__WHAT THE EXERCISE ASKS__. Count the lines in the data below that contain the word "water", and give only the number.

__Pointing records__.
####

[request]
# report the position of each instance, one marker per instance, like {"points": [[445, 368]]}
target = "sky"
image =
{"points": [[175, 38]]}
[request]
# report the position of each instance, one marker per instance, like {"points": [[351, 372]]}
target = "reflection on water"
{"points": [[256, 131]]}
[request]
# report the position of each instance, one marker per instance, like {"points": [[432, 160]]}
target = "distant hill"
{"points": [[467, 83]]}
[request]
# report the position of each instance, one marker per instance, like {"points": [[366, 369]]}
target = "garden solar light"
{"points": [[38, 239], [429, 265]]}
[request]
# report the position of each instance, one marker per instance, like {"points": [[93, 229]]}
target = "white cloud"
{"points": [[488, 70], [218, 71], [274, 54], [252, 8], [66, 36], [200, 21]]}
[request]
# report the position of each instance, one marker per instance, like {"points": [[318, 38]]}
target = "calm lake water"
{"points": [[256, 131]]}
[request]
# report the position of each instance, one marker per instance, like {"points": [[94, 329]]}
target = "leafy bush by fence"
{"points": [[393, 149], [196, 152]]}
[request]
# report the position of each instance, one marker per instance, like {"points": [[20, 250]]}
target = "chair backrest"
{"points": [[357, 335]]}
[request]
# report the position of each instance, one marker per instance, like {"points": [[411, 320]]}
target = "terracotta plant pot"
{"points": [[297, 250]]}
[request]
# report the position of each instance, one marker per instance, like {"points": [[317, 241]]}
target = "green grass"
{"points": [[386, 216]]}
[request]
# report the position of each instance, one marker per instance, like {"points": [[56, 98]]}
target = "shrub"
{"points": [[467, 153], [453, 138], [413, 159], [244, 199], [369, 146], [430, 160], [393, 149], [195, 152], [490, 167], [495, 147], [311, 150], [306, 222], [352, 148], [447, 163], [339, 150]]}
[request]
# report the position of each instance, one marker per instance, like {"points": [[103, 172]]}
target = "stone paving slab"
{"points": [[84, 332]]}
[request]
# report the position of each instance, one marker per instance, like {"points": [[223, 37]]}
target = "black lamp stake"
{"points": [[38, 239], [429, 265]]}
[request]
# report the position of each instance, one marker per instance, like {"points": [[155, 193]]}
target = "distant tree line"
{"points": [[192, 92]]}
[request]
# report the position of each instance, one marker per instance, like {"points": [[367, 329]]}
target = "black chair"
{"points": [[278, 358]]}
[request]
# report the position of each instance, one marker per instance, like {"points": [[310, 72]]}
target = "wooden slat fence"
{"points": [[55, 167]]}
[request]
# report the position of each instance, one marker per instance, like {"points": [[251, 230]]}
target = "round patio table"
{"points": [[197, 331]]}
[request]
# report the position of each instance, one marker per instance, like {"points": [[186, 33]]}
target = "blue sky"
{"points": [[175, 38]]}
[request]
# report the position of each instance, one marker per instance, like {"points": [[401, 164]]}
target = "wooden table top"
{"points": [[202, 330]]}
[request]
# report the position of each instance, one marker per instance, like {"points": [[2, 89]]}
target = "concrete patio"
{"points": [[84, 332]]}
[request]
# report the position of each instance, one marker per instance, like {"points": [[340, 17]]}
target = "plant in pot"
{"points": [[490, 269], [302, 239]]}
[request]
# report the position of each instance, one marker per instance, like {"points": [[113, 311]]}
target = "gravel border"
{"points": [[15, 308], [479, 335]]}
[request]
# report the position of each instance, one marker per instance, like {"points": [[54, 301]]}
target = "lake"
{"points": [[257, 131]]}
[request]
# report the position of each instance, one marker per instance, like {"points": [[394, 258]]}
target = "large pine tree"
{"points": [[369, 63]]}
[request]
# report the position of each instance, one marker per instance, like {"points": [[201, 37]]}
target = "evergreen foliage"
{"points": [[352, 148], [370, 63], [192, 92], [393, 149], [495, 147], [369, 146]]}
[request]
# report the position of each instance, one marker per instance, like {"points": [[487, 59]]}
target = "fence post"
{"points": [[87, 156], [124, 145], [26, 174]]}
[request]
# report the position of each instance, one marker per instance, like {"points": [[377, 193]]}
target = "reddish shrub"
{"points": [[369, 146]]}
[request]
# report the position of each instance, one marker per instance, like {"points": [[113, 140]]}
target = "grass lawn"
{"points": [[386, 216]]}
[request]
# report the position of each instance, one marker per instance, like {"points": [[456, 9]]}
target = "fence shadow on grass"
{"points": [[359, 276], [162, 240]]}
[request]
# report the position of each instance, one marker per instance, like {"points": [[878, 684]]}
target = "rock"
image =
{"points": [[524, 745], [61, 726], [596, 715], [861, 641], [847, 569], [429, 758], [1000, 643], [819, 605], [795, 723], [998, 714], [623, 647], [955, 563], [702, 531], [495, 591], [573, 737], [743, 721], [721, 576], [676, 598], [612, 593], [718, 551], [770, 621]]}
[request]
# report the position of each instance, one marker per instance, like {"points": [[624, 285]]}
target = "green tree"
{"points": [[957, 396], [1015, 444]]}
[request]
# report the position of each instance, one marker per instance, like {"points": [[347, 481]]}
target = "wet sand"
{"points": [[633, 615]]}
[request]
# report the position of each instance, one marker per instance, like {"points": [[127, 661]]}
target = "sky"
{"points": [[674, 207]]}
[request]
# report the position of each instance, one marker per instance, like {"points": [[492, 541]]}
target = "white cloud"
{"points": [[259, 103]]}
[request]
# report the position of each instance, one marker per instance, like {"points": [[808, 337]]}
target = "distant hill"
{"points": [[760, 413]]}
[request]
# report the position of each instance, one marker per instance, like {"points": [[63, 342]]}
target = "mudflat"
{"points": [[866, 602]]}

####

__FULL SOLUTION__. 2